▸ **Short problem**:
Write out the listing exactly as it is given.

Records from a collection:
━━━━━━━━━━
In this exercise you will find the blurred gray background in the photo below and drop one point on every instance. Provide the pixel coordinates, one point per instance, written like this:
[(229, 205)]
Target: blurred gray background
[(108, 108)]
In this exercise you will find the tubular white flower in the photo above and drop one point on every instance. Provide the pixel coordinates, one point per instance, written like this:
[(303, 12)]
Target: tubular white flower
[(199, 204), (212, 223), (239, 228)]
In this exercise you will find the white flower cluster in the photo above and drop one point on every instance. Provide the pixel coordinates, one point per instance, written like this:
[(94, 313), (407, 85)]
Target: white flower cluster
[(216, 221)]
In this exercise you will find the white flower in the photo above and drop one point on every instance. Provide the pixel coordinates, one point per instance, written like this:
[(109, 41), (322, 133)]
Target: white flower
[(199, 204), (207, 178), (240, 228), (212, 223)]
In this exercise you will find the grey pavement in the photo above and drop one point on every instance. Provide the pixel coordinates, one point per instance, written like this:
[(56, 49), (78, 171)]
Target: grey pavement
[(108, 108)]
━━━━━━━━━━
▸ **Task answer**:
In this exercise you will find the blurred gray background in the photo below and drop one point on every instance. Provide the pixel coordinates, one point per instance, written like this:
[(229, 205)]
Target: blurred gray background
[(108, 108)]
In this exercise you will find the tubular white flower in the photo above and drop one point on every instance. Provide the pixel coordinates, one point per instance, written like this:
[(303, 12)]
Target: tubular white flower
[(199, 204), (212, 223), (239, 228)]
In this exercise you will find the white flower cluster in the photo above and drop one point on every instance. Provide the pixel coordinates, one point per instance, written like this:
[(94, 313), (407, 85)]
Target: white flower cluster
[(216, 221)]
In this exercise you will find the white flower in the photo above and drop one point on every instance. Provide the pixel coordinates, one point per instance, written like this:
[(109, 41), (322, 133)]
Target: white flower
[(199, 204), (207, 178), (240, 228), (212, 223)]
In this exercise you will find the grey pavement in the photo above and drop one point on every instance. Provide the pixel coordinates, one point per instance, written like this:
[(56, 49), (78, 171)]
Target: grey pavement
[(108, 108)]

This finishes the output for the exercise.